WHAT TO WORK ON:
Can you reproduce the items from the line containing "of the flat" through the end of the items, copying each request unchanged and raising every coordinate in the answers by 48?
────────────────────
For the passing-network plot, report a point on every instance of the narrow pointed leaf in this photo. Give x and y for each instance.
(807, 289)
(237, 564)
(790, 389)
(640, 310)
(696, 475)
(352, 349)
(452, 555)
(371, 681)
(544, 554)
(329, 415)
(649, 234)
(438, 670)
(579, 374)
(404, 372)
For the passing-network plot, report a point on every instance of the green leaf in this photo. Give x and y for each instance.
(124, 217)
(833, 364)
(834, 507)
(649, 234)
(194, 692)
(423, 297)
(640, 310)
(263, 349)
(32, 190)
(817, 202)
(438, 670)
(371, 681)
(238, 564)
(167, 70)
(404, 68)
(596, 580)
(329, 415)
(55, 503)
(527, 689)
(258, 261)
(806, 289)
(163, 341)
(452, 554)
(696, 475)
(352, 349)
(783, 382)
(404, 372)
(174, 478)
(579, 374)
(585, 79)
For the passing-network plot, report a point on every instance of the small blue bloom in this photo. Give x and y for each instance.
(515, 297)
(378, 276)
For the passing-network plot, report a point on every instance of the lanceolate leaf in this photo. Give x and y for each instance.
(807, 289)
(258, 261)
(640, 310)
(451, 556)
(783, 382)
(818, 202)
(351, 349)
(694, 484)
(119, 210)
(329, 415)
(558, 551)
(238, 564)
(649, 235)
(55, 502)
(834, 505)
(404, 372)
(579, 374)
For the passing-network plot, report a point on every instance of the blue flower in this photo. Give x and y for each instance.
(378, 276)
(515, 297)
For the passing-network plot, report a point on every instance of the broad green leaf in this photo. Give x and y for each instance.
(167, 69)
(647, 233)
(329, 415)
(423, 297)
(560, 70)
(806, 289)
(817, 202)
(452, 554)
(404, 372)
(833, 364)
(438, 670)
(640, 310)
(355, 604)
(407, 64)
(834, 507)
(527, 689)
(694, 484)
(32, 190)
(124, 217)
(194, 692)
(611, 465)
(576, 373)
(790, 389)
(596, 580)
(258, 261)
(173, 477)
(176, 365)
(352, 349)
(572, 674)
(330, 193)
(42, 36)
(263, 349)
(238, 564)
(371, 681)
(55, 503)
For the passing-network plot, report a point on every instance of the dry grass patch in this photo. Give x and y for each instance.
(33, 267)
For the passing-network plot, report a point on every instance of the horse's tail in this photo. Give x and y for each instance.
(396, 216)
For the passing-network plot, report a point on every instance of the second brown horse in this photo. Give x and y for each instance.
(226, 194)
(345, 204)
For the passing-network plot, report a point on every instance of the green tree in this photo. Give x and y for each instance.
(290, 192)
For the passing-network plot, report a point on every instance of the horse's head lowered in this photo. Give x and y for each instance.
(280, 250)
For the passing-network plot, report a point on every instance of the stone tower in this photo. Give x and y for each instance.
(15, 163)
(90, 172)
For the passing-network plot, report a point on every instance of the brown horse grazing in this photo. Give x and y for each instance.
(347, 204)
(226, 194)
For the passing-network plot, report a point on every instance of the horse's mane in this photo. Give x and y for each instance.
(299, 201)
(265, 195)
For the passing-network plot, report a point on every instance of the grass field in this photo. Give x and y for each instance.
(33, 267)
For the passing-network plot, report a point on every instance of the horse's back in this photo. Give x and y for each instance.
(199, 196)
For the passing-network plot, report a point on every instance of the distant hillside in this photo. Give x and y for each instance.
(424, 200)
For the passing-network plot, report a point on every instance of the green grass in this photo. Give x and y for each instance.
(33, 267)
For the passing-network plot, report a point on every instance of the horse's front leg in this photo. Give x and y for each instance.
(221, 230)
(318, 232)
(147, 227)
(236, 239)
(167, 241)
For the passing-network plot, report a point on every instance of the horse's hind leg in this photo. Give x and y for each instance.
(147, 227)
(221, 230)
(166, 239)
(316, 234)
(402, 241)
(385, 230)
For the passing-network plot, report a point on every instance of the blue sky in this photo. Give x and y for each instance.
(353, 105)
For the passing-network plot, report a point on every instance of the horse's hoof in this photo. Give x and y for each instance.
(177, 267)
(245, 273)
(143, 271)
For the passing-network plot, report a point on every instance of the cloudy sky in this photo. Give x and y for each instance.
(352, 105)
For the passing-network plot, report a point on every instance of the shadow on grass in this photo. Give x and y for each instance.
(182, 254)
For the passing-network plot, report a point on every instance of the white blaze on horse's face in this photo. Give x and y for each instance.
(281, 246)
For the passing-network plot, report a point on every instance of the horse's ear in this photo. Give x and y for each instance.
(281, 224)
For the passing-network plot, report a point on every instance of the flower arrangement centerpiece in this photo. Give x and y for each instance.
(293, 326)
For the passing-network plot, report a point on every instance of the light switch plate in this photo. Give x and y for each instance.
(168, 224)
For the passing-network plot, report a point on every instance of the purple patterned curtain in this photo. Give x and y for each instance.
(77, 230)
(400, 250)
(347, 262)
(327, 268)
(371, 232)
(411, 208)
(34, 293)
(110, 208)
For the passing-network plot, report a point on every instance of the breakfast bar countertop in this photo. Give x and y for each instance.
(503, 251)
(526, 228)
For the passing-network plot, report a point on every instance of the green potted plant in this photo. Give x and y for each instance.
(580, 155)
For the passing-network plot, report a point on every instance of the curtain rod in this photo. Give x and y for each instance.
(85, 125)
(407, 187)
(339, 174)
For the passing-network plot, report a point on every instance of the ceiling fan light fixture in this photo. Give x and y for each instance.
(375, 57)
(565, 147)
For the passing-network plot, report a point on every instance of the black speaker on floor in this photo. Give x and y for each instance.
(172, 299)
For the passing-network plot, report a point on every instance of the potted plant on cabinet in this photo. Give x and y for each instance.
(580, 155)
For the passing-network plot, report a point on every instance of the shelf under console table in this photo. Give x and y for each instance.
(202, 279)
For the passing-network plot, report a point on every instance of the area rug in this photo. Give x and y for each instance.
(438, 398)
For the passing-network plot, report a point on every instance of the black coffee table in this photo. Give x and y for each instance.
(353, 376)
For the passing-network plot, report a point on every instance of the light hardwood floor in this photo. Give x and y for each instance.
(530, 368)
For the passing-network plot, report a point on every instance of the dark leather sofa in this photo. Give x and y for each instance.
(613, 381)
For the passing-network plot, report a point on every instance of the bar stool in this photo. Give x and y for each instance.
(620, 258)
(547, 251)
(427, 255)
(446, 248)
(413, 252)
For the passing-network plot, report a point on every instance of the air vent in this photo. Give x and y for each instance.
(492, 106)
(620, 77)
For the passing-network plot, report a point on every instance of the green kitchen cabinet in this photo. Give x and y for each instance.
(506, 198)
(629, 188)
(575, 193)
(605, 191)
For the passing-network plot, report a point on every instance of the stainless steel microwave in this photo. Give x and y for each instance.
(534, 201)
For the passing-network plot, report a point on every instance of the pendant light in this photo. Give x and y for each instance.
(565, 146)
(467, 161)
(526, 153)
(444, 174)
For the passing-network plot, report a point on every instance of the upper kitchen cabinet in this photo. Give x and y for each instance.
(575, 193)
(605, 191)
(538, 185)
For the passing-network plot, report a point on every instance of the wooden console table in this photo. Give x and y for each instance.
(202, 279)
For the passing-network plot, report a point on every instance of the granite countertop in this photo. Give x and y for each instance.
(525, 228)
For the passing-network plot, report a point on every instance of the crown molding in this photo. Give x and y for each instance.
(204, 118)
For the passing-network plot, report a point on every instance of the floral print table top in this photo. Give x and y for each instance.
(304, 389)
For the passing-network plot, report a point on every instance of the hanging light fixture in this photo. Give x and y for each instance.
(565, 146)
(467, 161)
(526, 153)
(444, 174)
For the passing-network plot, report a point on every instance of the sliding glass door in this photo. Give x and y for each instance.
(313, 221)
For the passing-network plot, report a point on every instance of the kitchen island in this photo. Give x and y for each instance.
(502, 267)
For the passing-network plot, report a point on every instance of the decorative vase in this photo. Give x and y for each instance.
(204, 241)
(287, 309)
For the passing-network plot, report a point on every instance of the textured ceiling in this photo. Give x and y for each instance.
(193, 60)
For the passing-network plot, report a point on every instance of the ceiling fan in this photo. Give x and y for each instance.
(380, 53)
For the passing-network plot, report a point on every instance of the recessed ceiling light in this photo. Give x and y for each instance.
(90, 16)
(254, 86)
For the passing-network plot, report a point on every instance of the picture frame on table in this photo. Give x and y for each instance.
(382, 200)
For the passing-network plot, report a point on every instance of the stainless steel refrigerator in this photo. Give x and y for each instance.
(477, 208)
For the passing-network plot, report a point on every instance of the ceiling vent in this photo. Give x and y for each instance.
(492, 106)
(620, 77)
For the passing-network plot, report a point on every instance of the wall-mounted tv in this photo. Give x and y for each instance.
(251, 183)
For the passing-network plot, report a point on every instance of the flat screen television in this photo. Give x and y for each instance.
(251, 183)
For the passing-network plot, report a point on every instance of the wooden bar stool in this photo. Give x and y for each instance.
────────────────────
TASK RESULT:
For the passing-network plot, report a point on every instance of the flat screen television in this photo. Give x and y for each instance.
(299, 231)
For the passing-network plot, report a point on every instance of the wooden bar stool in this photo. Give x and y for each instance.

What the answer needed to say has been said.